* [Directions] Return every record below verbatim, leaving each line unchanged.

* [Entries]

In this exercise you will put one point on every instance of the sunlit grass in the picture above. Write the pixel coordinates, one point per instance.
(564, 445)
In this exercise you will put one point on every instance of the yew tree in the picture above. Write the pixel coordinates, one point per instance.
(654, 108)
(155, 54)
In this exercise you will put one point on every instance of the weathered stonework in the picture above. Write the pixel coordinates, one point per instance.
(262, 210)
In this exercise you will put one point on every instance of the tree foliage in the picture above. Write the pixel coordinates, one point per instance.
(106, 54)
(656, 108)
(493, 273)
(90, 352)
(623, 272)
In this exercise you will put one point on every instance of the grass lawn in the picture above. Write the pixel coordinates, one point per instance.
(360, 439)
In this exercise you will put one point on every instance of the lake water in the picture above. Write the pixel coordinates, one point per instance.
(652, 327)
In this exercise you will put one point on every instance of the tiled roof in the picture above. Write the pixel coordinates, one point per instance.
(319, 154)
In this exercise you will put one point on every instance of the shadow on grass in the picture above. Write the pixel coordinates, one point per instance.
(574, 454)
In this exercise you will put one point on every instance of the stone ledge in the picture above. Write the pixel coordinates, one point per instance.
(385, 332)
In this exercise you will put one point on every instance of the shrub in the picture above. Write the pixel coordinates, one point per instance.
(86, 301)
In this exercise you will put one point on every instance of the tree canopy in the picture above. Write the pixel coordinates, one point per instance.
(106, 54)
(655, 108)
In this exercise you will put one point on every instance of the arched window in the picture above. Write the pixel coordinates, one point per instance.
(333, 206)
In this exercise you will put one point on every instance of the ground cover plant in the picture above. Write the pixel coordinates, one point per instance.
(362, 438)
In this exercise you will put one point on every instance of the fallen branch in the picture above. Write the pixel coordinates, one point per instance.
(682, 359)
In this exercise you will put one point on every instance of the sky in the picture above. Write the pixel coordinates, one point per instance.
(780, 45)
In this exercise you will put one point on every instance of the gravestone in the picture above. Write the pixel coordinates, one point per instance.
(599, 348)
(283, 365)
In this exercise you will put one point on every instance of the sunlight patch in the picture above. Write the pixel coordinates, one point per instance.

* [Result of this task]
In this exercise you will put one point on every instance of the sunlit grass in the picture above. Write the pixel coordinates, one point per instance.
(564, 445)
In this exercise you will put one point on every instance of the yew tree in the picture above. Write the pixel coordinates, one point per instance.
(654, 108)
(155, 54)
In this exercise you will put one point on every instance of the weathered stonework in the picture above. Write the pixel coordinates, one point per instance.
(262, 210)
In this exercise you will put one point on every instance of the tree foliage in the picture above. Write the pixel coordinates, one point per instance.
(106, 54)
(656, 108)
(493, 273)
(90, 352)
(623, 272)
In this exercise you will put one point on every instance of the grass lawn in the picture above. Write the pixel coordinates, one point per instance.
(360, 439)
In this exercise you will put one point on every instance of the lake water in the picture above. Write the pixel coordinates, one point per instance.
(652, 327)
In this exercise you will put one point on every instance of the tiled roof in the picture above. Write the pixel coordinates, one point per instance.
(319, 154)
In this exercise you will put one point on every instance of the shadow on grass in the picture above. Write the pixel coordinates, one point per instance.
(574, 454)
In this exercise you will put one point on every instance of the stone ledge in the picture above. Write the pixel coordinates, one point per instance.
(385, 332)
In this exercise you will put one point on every instance of the shrub in the picture above. Write the pixel coordinates, one point per instance.
(86, 301)
In this exercise you will put one point on every instance of the tree canopy in the picture above. Write the pixel coordinates, one point per instance.
(106, 54)
(655, 108)
In this exercise you will put one point on every instance of the arched window in the picture above. Write the pixel coordinates, one point per instance.
(333, 206)
In this exercise you will put one point on every instance of the ground cover plant in the picture above. Write the pixel coordinates, one point per instance.
(362, 438)
In this exercise you will put one point on every instance of the fallen branch in the picture above. Write the pixel coordinates, one point per instance.
(682, 359)
In this exercise you will put one point on every instance of the sky in the picture above. Write the pixel coordinates, one point per instance.
(780, 45)
In this exercise you will put one point on every instance of the gravestone in the picture above. Write the pixel coordinates, one point per instance.
(599, 348)
(283, 365)
In this exercise you will put one point on every instance of the sunlight patch in the picture above. Write the pixel coordinates, one point per instance.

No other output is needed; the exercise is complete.